BRIEF:
State, as a number alone, how many lines of the data contain the string "face".

Natural-language object grounding data
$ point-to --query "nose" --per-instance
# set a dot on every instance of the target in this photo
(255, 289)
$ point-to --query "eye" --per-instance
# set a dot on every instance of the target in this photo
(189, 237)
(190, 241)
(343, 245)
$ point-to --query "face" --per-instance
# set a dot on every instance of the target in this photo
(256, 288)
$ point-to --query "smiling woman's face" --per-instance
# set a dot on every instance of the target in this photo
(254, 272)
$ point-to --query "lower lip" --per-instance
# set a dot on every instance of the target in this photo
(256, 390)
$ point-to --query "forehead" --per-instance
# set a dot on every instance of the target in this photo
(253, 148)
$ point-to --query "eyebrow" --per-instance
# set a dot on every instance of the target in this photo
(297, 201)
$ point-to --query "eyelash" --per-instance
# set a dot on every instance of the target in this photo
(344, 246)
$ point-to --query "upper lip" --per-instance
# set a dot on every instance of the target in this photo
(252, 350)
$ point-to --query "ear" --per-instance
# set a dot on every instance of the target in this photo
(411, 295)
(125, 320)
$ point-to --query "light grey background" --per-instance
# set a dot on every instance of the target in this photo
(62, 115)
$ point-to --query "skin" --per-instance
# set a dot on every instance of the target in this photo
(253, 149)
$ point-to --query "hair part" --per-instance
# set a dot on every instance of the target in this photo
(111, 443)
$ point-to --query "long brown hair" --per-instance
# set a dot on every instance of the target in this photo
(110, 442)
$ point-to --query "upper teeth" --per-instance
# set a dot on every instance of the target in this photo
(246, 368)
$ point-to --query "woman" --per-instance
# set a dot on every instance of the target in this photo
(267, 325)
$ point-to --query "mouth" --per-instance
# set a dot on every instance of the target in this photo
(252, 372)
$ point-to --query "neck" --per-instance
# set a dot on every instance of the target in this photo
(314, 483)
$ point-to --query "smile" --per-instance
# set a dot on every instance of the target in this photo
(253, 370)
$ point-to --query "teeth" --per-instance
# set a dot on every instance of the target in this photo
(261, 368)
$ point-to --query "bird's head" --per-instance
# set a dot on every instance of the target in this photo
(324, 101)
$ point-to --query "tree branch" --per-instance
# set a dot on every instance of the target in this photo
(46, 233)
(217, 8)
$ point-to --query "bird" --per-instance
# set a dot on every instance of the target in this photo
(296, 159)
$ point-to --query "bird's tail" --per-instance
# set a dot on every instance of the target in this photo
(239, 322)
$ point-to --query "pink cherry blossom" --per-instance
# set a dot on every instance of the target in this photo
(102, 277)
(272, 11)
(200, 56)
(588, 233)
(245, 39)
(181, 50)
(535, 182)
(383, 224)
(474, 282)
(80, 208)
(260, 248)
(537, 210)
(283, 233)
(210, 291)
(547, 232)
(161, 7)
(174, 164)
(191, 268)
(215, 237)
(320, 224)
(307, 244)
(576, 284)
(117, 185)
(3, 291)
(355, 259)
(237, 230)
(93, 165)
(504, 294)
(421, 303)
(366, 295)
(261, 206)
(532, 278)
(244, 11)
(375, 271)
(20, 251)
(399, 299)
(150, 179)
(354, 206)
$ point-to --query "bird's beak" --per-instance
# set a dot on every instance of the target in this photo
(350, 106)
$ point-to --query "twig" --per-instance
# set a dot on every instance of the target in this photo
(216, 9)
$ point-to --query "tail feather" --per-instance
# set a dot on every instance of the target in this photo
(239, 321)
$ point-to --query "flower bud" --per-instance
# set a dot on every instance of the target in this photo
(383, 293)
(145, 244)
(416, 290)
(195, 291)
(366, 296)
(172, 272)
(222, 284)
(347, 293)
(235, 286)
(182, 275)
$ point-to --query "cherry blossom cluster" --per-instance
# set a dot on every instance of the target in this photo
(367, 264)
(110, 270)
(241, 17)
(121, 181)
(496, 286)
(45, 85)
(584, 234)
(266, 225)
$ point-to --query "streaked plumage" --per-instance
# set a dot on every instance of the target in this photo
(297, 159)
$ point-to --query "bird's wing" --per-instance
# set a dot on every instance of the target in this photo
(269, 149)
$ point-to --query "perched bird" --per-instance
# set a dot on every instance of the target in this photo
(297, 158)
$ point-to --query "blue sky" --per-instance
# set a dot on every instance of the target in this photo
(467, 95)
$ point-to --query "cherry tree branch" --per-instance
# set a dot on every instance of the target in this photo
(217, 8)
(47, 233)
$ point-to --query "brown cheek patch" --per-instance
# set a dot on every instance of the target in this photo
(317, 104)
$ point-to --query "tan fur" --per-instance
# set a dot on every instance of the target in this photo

RESULT:
2